Prompt - If an entry holds a picture, leave the picture out and copy the rest exactly.

Given data -
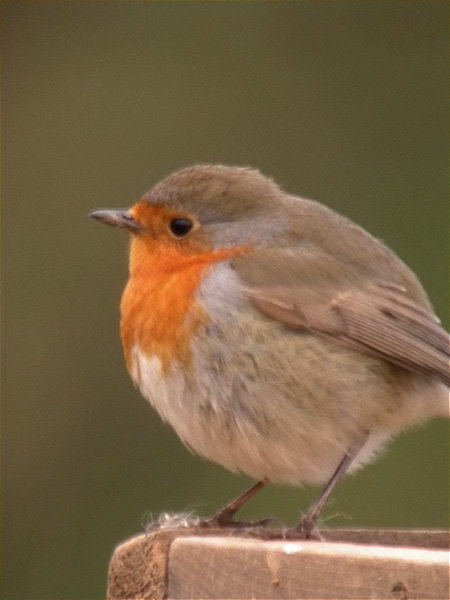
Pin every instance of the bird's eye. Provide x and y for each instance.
(181, 226)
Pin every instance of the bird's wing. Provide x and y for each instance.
(380, 317)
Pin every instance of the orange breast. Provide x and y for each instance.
(159, 310)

Written response -
Pin every instance of the bird's eye. Provide x and y for each instance.
(181, 226)
Pin every instance of the bird's wing. Provide x and y for each instance.
(380, 317)
Pin every instance of the orange breast. Provide x and y for each instance.
(159, 310)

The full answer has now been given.